◆ **Spatial annotation items**
'''
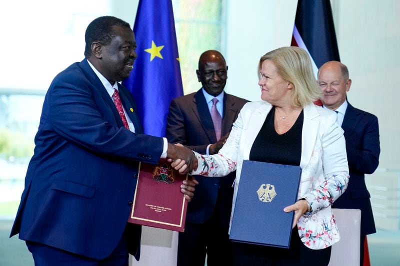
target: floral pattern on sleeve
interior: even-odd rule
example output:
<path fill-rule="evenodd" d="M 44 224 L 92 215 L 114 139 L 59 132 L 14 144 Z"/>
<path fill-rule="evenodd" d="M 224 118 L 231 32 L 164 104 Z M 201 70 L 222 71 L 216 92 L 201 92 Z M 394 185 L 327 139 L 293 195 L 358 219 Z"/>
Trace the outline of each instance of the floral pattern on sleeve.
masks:
<path fill-rule="evenodd" d="M 236 163 L 222 154 L 214 155 L 200 154 L 193 152 L 198 162 L 198 167 L 192 175 L 212 177 L 224 176 L 236 170 Z"/>

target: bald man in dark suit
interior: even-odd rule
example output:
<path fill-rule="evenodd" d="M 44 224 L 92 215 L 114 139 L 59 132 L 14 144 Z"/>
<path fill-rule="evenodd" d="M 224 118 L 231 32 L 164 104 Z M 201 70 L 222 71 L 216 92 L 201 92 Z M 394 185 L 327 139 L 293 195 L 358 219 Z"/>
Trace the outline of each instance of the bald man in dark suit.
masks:
<path fill-rule="evenodd" d="M 174 99 L 170 106 L 167 139 L 201 154 L 216 153 L 247 100 L 224 92 L 228 69 L 219 52 L 206 51 L 196 71 L 202 88 Z M 180 233 L 178 265 L 232 264 L 228 228 L 235 173 L 224 178 L 196 176 L 196 197 L 188 205 L 185 232 Z"/>
<path fill-rule="evenodd" d="M 338 122 L 344 131 L 346 140 L 350 178 L 346 191 L 334 203 L 332 207 L 361 210 L 362 266 L 366 236 L 376 232 L 365 174 L 374 173 L 379 164 L 378 119 L 348 102 L 346 95 L 352 80 L 347 67 L 340 62 L 330 61 L 322 65 L 318 72 L 318 83 L 324 93 L 321 98 L 324 107 L 337 113 Z"/>

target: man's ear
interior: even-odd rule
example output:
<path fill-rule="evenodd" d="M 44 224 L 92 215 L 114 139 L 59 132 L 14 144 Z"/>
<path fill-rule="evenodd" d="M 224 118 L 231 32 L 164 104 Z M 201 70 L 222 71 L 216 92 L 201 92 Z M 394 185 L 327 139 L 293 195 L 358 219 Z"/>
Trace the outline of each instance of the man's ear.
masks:
<path fill-rule="evenodd" d="M 102 57 L 102 45 L 97 41 L 94 41 L 92 43 L 90 47 L 92 47 L 92 53 L 98 58 L 100 59 Z"/>
<path fill-rule="evenodd" d="M 350 86 L 352 85 L 352 80 L 350 78 L 346 81 L 346 91 L 350 90 Z"/>

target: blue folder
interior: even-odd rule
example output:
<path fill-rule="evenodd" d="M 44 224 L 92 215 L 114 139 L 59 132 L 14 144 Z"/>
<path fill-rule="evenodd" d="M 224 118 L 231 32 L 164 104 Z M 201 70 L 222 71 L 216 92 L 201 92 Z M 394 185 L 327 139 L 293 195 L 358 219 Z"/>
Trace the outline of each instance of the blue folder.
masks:
<path fill-rule="evenodd" d="M 294 212 L 284 208 L 297 200 L 299 166 L 244 160 L 230 239 L 289 248 Z"/>

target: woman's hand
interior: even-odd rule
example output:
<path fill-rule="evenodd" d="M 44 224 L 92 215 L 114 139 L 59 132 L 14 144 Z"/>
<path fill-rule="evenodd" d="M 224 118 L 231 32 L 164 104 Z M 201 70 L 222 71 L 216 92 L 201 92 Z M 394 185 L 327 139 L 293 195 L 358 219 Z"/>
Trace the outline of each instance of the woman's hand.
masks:
<path fill-rule="evenodd" d="M 292 228 L 294 228 L 294 227 L 297 225 L 297 222 L 302 215 L 305 214 L 308 210 L 308 204 L 307 203 L 307 201 L 306 200 L 300 200 L 296 202 L 295 204 L 288 206 L 284 209 L 284 211 L 286 213 L 288 213 L 292 211 L 294 211 L 294 219 L 293 219 L 293 225 L 292 225 Z"/>
<path fill-rule="evenodd" d="M 180 185 L 180 192 L 184 194 L 184 198 L 188 202 L 194 196 L 194 187 L 196 185 L 198 185 L 198 182 L 194 177 L 192 177 L 192 180 L 184 180 Z"/>

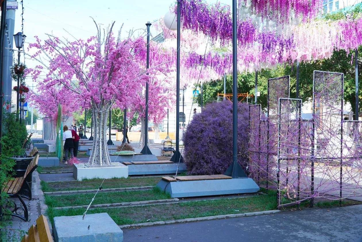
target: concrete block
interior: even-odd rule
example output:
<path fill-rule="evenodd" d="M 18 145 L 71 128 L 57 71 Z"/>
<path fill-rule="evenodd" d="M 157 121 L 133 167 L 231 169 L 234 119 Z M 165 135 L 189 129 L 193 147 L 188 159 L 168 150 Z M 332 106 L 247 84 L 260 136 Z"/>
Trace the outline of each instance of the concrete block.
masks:
<path fill-rule="evenodd" d="M 106 213 L 55 217 L 55 242 L 123 242 L 123 231 Z M 89 228 L 89 229 L 88 229 Z"/>
<path fill-rule="evenodd" d="M 41 167 L 59 167 L 59 158 L 58 157 L 39 157 L 38 165 Z"/>
<path fill-rule="evenodd" d="M 171 182 L 161 180 L 156 186 L 173 198 L 253 193 L 259 190 L 253 179 L 248 178 Z"/>
<path fill-rule="evenodd" d="M 103 167 L 88 167 L 85 163 L 77 163 L 73 164 L 73 176 L 79 181 L 85 178 L 127 177 L 128 167 L 118 162 L 112 162 L 111 165 Z"/>
<path fill-rule="evenodd" d="M 157 160 L 156 159 L 154 160 Z M 165 174 L 176 174 L 178 164 L 170 163 L 165 164 L 144 164 L 142 165 L 129 165 L 128 167 L 128 175 L 151 175 Z M 186 171 L 186 165 L 180 163 L 178 172 L 181 173 Z"/>
<path fill-rule="evenodd" d="M 152 155 L 154 155 L 156 156 L 160 156 L 162 155 L 161 153 L 161 149 L 150 149 L 150 150 L 151 151 Z M 136 153 L 140 153 L 142 151 L 142 149 L 135 148 L 135 152 Z"/>
<path fill-rule="evenodd" d="M 55 145 L 52 144 L 46 144 L 46 151 L 47 152 L 55 152 Z"/>
<path fill-rule="evenodd" d="M 44 143 L 35 143 L 33 144 L 33 147 L 36 147 L 38 149 L 46 149 L 48 145 Z"/>
<path fill-rule="evenodd" d="M 157 160 L 157 157 L 154 155 L 111 155 L 111 161 L 146 161 Z"/>

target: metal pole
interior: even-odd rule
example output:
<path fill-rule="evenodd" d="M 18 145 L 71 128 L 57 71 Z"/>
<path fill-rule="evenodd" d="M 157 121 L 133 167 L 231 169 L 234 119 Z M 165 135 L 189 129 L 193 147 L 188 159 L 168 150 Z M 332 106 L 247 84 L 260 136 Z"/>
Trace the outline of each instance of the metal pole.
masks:
<path fill-rule="evenodd" d="M 92 118 L 91 119 L 90 122 L 90 137 L 89 137 L 89 140 L 93 140 L 94 139 L 93 138 L 93 114 L 92 112 Z"/>
<path fill-rule="evenodd" d="M 224 74 L 224 100 L 226 100 L 226 74 Z"/>
<path fill-rule="evenodd" d="M 85 135 L 85 130 L 87 128 L 87 108 L 84 109 L 84 127 L 83 129 L 84 130 L 83 132 L 84 132 L 84 134 L 83 136 L 83 139 L 88 139 L 87 138 L 87 136 Z"/>
<path fill-rule="evenodd" d="M 355 111 L 354 115 L 355 120 L 358 120 L 358 116 L 359 116 L 359 111 L 358 110 L 358 50 L 356 49 L 354 53 L 354 85 L 355 87 L 355 89 L 354 95 L 355 97 Z"/>
<path fill-rule="evenodd" d="M 20 63 L 20 48 L 18 48 L 19 51 L 18 52 L 18 65 Z M 20 89 L 20 74 L 18 73 L 18 86 L 16 89 L 16 121 L 19 120 L 19 115 L 20 114 L 19 111 L 19 93 Z"/>
<path fill-rule="evenodd" d="M 4 93 L 3 90 L 3 85 L 4 78 L 3 74 L 4 71 L 4 44 L 5 36 L 5 21 L 6 19 L 6 2 L 7 0 L 3 2 L 2 10 L 1 15 L 1 22 L 0 22 L 0 140 L 3 138 L 3 108 L 4 103 Z M 0 155 L 2 151 L 1 143 L 0 142 Z M 1 161 L 0 159 L 0 165 Z M 3 221 L 3 206 L 1 204 L 1 197 L 0 196 L 0 221 Z"/>
<path fill-rule="evenodd" d="M 203 106 L 203 97 L 202 95 L 202 81 L 201 81 L 201 112 L 202 111 L 202 107 Z"/>
<path fill-rule="evenodd" d="M 299 98 L 299 61 L 296 60 L 296 98 Z"/>
<path fill-rule="evenodd" d="M 113 145 L 113 141 L 111 139 L 111 119 L 112 118 L 111 111 L 110 108 L 109 108 L 109 120 L 108 120 L 108 141 L 107 141 L 107 144 L 109 145 Z"/>
<path fill-rule="evenodd" d="M 232 0 L 232 177 L 238 177 L 237 163 L 237 3 Z"/>
<path fill-rule="evenodd" d="M 146 69 L 150 67 L 150 27 L 151 24 L 147 22 L 147 52 L 146 57 Z M 148 73 L 146 73 L 147 75 Z M 152 155 L 152 153 L 148 148 L 148 80 L 146 81 L 146 108 L 145 111 L 144 118 L 144 147 L 141 151 L 143 155 Z"/>
<path fill-rule="evenodd" d="M 255 97 L 254 98 L 254 104 L 256 104 L 258 95 L 258 71 L 255 71 Z"/>
<path fill-rule="evenodd" d="M 180 1 L 177 0 L 177 54 L 176 57 L 176 147 L 173 156 L 171 160 L 174 162 L 182 162 L 182 158 L 180 153 L 180 37 L 181 35 L 181 17 L 180 13 Z"/>
<path fill-rule="evenodd" d="M 186 115 L 185 115 L 185 87 L 182 90 L 182 130 L 185 128 L 185 121 L 186 118 Z M 184 117 L 185 118 L 184 118 Z"/>
<path fill-rule="evenodd" d="M 125 108 L 125 111 L 123 111 L 123 141 L 122 141 L 122 144 L 125 144 L 126 142 L 127 141 L 127 139 L 126 138 L 126 129 L 127 127 L 126 127 L 126 123 L 127 122 L 127 120 L 126 120 L 127 115 L 127 109 Z"/>

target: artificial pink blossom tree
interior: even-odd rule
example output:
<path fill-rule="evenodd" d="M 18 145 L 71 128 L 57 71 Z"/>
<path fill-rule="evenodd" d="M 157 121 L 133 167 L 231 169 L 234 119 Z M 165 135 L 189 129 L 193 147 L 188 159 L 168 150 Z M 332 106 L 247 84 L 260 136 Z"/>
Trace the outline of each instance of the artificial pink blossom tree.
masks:
<path fill-rule="evenodd" d="M 159 71 L 149 69 L 150 75 L 146 75 L 140 64 L 143 60 L 135 50 L 142 46 L 143 40 L 122 40 L 119 34 L 115 37 L 114 24 L 104 31 L 96 25 L 97 36 L 86 41 L 61 40 L 48 35 L 49 39 L 43 43 L 37 38 L 37 43 L 30 45 L 37 50 L 32 57 L 42 64 L 33 70 L 33 78 L 45 72 L 44 82 L 48 86 L 62 85 L 81 96 L 79 104 L 83 108 L 92 109 L 94 140 L 90 166 L 111 164 L 105 130 L 110 108 L 131 98 L 140 83 Z"/>

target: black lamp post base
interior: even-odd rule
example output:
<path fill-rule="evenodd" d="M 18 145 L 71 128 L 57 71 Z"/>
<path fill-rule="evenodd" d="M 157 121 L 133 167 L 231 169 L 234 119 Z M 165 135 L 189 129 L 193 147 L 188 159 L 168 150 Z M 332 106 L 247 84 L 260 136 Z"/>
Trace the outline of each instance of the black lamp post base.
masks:
<path fill-rule="evenodd" d="M 231 176 L 233 178 L 240 178 L 242 177 L 247 177 L 248 176 L 245 174 L 244 170 L 240 166 L 239 162 L 234 163 L 231 162 L 230 166 L 226 169 L 224 174 L 226 176 Z"/>
<path fill-rule="evenodd" d="M 153 155 L 147 144 L 144 145 L 144 147 L 141 151 L 141 153 L 142 155 Z"/>
<path fill-rule="evenodd" d="M 181 155 L 181 153 L 180 152 L 180 151 L 173 153 L 173 155 L 170 159 L 170 160 L 175 163 L 178 163 L 179 160 L 180 160 L 180 163 L 184 163 L 184 157 Z"/>

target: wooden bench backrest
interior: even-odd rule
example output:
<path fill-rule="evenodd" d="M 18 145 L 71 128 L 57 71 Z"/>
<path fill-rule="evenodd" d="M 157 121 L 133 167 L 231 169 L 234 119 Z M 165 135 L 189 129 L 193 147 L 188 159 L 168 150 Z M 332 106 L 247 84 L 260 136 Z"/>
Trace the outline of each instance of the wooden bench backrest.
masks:
<path fill-rule="evenodd" d="M 34 171 L 34 170 L 38 167 L 38 162 L 39 160 L 39 155 L 37 154 L 35 156 L 35 157 L 33 159 L 33 160 L 29 164 L 28 166 L 28 169 L 26 171 L 24 174 L 24 177 L 25 178 L 29 174 Z"/>
<path fill-rule="evenodd" d="M 21 242 L 53 242 L 46 218 L 41 214 L 37 220 L 37 225 L 31 225 Z"/>
<path fill-rule="evenodd" d="M 31 150 L 31 151 L 30 151 L 30 153 L 29 153 L 29 155 L 30 156 L 34 156 L 35 155 L 36 155 L 38 152 L 38 148 L 36 147 L 33 147 L 33 149 Z"/>

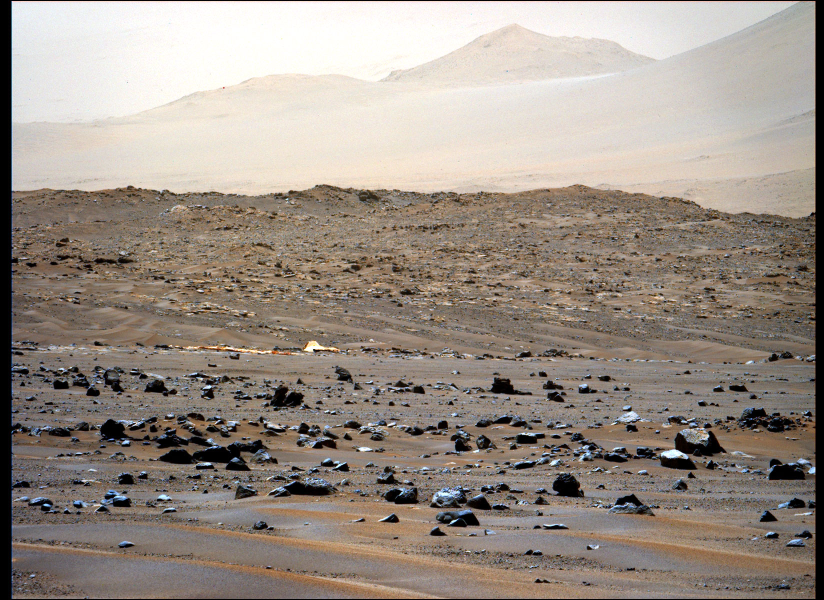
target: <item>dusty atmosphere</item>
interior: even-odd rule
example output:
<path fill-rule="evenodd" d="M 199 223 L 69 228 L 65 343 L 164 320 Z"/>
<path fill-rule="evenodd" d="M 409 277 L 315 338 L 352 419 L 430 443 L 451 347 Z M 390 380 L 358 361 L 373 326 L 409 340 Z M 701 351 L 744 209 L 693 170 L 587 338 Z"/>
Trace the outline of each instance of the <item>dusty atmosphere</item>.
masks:
<path fill-rule="evenodd" d="M 16 598 L 815 596 L 815 216 L 318 185 L 12 217 Z"/>

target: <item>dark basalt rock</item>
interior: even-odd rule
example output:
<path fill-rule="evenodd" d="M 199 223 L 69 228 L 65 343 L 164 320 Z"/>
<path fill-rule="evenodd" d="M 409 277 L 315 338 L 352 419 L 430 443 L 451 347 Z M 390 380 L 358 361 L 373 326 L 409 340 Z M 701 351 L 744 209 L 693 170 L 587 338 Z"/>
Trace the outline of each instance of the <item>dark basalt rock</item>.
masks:
<path fill-rule="evenodd" d="M 558 492 L 558 495 L 559 496 L 583 498 L 583 490 L 580 488 L 581 484 L 578 482 L 578 480 L 571 473 L 559 474 L 552 483 L 552 489 Z"/>
<path fill-rule="evenodd" d="M 120 439 L 125 438 L 126 427 L 114 419 L 109 419 L 101 425 L 101 437 L 104 439 Z"/>
<path fill-rule="evenodd" d="M 471 510 L 446 510 L 435 515 L 436 521 L 447 523 L 447 525 L 456 519 L 461 519 L 464 522 L 465 525 L 471 527 L 480 525 L 478 522 L 478 518 L 475 516 L 475 513 Z"/>
<path fill-rule="evenodd" d="M 800 465 L 790 462 L 786 465 L 775 465 L 770 469 L 768 478 L 770 480 L 787 479 L 804 479 L 804 471 Z"/>
<path fill-rule="evenodd" d="M 162 379 L 152 379 L 146 384 L 145 391 L 160 394 L 169 390 L 166 389 L 166 383 L 163 382 Z"/>
<path fill-rule="evenodd" d="M 190 465 L 192 462 L 192 456 L 183 448 L 172 448 L 158 460 L 176 465 Z"/>

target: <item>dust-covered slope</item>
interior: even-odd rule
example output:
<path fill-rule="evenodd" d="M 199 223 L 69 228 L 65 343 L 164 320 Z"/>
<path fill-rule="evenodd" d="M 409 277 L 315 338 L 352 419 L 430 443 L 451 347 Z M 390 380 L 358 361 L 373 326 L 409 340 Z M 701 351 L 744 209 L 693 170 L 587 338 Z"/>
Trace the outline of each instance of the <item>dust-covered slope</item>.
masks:
<path fill-rule="evenodd" d="M 385 82 L 498 83 L 626 71 L 654 62 L 607 40 L 552 37 L 510 25 Z"/>

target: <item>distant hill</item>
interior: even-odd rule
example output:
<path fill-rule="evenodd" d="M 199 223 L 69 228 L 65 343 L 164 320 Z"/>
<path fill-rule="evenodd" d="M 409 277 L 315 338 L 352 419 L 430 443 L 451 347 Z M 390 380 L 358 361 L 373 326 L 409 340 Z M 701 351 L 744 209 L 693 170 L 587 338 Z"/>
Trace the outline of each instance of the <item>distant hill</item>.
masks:
<path fill-rule="evenodd" d="M 509 25 L 446 56 L 393 71 L 381 81 L 498 83 L 626 71 L 655 62 L 607 40 L 551 37 Z"/>
<path fill-rule="evenodd" d="M 488 71 L 485 84 L 452 85 L 273 75 L 129 117 L 12 124 L 12 189 L 259 194 L 323 182 L 512 191 L 579 183 L 804 216 L 815 210 L 815 4 L 799 2 L 700 48 L 599 77 L 492 85 Z M 489 48 L 519 48 L 522 57 L 525 40 L 546 38 L 519 27 L 489 35 Z M 465 55 L 489 49 L 485 37 Z M 419 75 L 438 71 L 428 64 Z M 469 66 L 455 62 L 450 73 L 444 64 L 452 82 L 471 76 Z M 592 74 L 583 68 L 564 73 Z"/>

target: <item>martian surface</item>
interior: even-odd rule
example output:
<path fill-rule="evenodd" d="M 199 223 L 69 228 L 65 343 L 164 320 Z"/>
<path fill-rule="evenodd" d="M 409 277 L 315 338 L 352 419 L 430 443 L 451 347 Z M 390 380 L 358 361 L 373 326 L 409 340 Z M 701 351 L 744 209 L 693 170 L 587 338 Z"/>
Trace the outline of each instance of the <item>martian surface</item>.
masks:
<path fill-rule="evenodd" d="M 814 598 L 814 33 L 14 124 L 12 597 Z"/>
'''
◆ **Work instructions**
Output the lines of the items unchanged, beginning with the line that contains "target: concrete block" and continuing through the line that contains "157 160 L 156", including both of those lines.

◆ **Written response**
target: concrete block
interior: even-odd rule
example output:
<path fill-rule="evenodd" d="M 18 145 L 71 128 L 57 71 Z"/>
<path fill-rule="evenodd" d="M 157 121 L 133 167 L 231 169 L 234 119 Z M 165 135 L 189 129 L 193 147 L 188 159 L 168 150 Z M 332 106 L 247 84 L 260 136 Z"/>
Trace the outline of each instance of the concrete block.
masks:
<path fill-rule="evenodd" d="M 106 213 L 55 217 L 55 242 L 123 242 L 123 231 Z M 89 228 L 89 229 L 88 229 Z"/>
<path fill-rule="evenodd" d="M 41 167 L 59 167 L 59 158 L 58 157 L 39 157 L 38 165 Z"/>
<path fill-rule="evenodd" d="M 171 182 L 161 180 L 156 186 L 173 198 L 253 193 L 259 190 L 253 179 L 248 178 Z"/>
<path fill-rule="evenodd" d="M 103 167 L 88 167 L 85 163 L 77 163 L 73 164 L 73 176 L 79 181 L 85 178 L 127 177 L 128 167 L 118 162 L 112 162 L 111 165 Z"/>
<path fill-rule="evenodd" d="M 157 160 L 156 159 L 154 160 Z M 165 174 L 176 174 L 178 164 L 170 163 L 165 164 L 144 164 L 142 165 L 129 165 L 128 167 L 128 175 L 151 175 Z M 186 171 L 186 165 L 180 163 L 178 172 L 181 173 Z"/>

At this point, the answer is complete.